▶ Given exercise a: Locate each line in the entries that contains the word "fans", and copy those lines.

— start Excerpted text —

Fw: CRS job notification

From: Betty McBreen (mcbreen@sgs1.hirg.bnl.gov)
Date: Tue Feb 11 2003 - 08:55:00 EST

  • Next message: Eun-Joo Kim: "drift velocity"
    ----- Original Message -----
    From: "Tony W. Chan" <tony@voyager.rhic.bnl.gov>
    To: <mcbreen@bnl.gov>; <ejkim@bnl.gov>; <chujo@bnl.gov>; <momchil@bnl.gov>;
    <burt@bnl.gov>; <belt@bnl.gov>; <didenko@bnl.gov>; <jeromel@bnl.gov>
    Cc: <throwe@bnl.gov>; <tomw@bnl.gov>
    Sent: Monday, February 10, 2003 5:27 PM
    Subject: CRS job notification
    
    
    > Hi,                            Feb. 10, 2003
    >
    > After lots of debugging, I put into production
    > a enhanced CRS job notification protocol. There
    > are now 4 new categories of job failures that
    > will notify whoever has been designated in the
    > JDF file (i.e., bramreco, phnxreco, phobreco,
    > starreco). In principle, it will go to either
    > rcrsuser1 or rcrsuser2 (when available). The
    > default (if database is missing that info)

— end Excerpted text —
— start Data for this exercise —

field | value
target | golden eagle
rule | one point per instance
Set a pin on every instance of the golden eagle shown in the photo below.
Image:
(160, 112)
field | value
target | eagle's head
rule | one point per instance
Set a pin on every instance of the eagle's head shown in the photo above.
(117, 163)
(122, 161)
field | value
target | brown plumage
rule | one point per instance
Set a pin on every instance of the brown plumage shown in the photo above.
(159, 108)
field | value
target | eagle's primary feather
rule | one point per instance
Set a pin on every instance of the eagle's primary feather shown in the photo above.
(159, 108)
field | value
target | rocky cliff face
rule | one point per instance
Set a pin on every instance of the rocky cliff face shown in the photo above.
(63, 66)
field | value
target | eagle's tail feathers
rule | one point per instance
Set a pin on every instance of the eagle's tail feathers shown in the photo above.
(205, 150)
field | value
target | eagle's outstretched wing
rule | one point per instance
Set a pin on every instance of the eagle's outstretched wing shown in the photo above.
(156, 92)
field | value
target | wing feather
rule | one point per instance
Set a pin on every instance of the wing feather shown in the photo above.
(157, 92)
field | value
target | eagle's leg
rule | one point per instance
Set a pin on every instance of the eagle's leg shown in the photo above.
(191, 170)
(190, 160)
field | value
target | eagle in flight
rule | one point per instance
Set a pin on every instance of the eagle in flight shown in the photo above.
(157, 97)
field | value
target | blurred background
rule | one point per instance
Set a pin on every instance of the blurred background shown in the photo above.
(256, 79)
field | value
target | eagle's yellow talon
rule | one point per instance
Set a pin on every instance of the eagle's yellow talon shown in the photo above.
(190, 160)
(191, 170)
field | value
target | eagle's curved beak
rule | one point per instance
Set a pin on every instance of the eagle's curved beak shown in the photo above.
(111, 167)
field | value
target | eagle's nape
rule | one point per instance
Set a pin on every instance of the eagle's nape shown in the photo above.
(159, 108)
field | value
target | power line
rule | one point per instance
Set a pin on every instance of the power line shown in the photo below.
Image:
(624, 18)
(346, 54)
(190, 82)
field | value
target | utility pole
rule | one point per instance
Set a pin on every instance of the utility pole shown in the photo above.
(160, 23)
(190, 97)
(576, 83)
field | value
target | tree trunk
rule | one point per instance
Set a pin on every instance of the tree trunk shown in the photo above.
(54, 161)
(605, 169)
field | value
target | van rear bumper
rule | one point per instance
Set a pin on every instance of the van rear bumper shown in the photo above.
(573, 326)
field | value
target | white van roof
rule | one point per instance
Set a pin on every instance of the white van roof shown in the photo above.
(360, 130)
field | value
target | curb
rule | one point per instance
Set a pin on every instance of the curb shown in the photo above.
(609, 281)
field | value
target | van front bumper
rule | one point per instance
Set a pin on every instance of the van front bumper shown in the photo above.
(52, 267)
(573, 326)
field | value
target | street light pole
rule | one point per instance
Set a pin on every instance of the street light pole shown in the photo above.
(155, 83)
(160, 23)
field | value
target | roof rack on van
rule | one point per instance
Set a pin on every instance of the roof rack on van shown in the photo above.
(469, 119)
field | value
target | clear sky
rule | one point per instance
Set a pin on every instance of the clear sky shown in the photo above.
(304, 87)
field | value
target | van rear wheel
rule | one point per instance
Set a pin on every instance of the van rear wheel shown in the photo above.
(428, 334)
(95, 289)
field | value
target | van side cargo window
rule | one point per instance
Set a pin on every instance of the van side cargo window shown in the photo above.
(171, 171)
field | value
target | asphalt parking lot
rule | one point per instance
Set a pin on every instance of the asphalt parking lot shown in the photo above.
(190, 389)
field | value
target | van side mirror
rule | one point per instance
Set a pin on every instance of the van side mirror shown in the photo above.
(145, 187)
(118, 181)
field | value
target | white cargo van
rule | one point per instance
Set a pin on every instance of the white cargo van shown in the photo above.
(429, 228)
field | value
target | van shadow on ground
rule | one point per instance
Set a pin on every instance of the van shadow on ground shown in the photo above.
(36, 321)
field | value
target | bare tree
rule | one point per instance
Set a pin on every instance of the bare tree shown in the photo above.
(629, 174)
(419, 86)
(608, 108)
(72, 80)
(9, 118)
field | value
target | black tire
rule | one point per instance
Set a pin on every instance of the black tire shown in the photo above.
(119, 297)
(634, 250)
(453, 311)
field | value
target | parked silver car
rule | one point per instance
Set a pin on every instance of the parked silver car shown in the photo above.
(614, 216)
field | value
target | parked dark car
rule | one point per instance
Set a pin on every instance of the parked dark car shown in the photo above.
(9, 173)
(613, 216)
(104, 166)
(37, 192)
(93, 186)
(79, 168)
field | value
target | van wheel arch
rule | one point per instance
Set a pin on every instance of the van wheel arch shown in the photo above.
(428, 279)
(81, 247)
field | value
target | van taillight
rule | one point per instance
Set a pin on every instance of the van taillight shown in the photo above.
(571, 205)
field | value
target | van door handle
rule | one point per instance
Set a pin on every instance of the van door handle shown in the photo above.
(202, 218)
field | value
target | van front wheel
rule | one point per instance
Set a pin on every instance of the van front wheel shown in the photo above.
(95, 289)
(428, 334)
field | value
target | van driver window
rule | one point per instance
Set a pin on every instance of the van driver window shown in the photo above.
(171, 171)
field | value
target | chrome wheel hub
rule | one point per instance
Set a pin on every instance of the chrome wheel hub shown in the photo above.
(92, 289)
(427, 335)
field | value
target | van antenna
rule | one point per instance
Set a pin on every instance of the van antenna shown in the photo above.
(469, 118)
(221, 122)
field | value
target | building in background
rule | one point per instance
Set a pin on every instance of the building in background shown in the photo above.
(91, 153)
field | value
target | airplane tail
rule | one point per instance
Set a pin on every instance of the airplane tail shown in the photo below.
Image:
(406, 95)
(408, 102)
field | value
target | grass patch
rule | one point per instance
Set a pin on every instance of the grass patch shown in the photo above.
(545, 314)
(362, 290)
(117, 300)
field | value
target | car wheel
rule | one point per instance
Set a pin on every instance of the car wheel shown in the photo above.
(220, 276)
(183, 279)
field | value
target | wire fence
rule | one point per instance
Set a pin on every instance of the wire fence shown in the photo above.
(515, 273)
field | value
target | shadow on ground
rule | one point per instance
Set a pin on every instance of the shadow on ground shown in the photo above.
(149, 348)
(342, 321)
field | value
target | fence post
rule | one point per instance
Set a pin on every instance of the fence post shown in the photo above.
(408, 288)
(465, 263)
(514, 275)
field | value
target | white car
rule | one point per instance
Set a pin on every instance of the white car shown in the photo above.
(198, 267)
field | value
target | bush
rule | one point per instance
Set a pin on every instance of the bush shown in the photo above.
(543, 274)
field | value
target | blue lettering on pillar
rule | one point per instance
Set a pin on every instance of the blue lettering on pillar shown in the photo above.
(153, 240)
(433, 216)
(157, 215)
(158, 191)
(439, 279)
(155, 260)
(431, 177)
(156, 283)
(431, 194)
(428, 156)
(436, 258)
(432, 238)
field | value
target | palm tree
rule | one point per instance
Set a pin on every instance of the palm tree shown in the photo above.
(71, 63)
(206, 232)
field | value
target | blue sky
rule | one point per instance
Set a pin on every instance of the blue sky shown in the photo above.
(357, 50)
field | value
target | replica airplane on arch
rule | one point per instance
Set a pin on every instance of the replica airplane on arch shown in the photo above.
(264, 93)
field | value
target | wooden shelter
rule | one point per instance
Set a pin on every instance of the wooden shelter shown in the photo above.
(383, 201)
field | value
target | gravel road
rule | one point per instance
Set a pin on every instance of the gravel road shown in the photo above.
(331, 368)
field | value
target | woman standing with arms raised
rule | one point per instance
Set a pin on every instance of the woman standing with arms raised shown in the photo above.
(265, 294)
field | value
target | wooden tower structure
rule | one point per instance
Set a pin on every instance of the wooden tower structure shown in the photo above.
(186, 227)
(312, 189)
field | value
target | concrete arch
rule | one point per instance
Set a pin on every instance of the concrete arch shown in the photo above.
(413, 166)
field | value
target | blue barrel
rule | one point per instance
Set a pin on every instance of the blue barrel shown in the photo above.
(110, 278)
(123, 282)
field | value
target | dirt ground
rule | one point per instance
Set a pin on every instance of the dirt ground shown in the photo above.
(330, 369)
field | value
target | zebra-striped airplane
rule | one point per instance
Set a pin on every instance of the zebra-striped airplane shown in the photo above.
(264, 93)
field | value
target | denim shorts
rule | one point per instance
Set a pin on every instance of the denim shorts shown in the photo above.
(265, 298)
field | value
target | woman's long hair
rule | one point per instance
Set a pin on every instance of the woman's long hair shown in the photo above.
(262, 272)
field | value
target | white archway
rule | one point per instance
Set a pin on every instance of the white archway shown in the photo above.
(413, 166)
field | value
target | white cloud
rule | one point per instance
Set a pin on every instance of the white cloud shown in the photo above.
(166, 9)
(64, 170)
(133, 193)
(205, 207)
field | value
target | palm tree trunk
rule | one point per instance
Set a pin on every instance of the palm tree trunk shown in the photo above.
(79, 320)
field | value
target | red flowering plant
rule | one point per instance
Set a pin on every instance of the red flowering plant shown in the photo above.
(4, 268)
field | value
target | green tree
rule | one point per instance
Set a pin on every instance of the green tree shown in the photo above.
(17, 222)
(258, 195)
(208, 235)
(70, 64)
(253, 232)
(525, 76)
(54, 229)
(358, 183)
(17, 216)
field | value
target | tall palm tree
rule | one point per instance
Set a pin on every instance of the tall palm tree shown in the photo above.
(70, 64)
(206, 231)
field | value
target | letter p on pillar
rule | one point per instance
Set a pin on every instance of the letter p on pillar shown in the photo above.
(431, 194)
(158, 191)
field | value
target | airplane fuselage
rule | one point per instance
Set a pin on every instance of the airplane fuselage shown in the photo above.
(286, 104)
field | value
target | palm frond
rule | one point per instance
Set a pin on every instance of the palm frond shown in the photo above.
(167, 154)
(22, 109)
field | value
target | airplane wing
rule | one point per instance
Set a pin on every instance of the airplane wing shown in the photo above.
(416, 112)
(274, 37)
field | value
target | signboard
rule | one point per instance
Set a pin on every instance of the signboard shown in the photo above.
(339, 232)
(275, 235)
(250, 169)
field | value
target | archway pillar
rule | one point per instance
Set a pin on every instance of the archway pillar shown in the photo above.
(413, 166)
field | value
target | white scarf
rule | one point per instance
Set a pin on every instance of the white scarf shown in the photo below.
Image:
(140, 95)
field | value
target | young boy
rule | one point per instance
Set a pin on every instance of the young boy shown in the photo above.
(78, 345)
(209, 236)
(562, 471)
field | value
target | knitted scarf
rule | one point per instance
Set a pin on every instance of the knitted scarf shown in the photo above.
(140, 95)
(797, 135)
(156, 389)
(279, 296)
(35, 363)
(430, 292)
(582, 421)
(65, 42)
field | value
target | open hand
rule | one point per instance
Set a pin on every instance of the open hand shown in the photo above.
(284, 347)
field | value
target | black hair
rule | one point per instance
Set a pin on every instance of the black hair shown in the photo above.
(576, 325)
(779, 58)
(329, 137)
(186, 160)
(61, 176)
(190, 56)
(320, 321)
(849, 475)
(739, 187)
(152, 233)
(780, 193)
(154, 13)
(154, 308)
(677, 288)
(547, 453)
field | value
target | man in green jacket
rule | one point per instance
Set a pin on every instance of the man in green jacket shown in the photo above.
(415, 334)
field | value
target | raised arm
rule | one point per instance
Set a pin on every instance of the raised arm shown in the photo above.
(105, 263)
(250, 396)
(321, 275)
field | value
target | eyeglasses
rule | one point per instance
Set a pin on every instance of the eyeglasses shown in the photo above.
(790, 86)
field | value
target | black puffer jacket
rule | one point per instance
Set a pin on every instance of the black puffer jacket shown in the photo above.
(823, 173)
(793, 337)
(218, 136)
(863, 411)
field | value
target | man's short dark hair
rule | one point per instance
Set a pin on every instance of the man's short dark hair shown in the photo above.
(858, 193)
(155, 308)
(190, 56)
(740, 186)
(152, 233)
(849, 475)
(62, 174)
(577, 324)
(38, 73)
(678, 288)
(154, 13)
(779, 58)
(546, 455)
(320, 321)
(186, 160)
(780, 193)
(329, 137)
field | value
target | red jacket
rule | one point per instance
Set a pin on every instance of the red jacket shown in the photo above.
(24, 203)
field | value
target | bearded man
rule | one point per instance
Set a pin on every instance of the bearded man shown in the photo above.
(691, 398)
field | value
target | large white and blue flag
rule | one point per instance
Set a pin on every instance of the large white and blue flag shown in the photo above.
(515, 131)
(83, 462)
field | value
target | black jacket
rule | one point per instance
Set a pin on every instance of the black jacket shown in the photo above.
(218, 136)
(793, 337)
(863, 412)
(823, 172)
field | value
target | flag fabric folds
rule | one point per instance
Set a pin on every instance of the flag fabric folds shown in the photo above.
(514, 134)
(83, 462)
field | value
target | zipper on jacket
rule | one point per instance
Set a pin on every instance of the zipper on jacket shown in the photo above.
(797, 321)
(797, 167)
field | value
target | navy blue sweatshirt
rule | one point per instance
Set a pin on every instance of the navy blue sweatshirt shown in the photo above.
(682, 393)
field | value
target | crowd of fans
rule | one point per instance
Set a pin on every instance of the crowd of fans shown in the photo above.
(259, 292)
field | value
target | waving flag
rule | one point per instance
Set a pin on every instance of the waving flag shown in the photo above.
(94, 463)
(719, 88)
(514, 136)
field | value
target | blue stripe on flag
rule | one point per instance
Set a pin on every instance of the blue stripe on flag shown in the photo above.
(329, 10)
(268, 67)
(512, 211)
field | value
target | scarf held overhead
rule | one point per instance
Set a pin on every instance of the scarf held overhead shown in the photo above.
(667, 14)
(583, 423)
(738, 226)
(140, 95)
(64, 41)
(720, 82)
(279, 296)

— end Data for this exercise —

▶ Given exercise b:
Answer these questions using the email:
(i) Who wrote the original message?
(ii) How many new categories of job failures does the enhanced protocol add?
(iii) On what day and at what time was the original message sent?

▶ Task solution a:
target | crowd of fans
Set a pin on every instance of the crowd of fans shown in the photo above.

▶ Task solution b:
(i) Tony W. Chan
(ii) Four
(iii) Monday, February 10, 2003, at 5:27 PM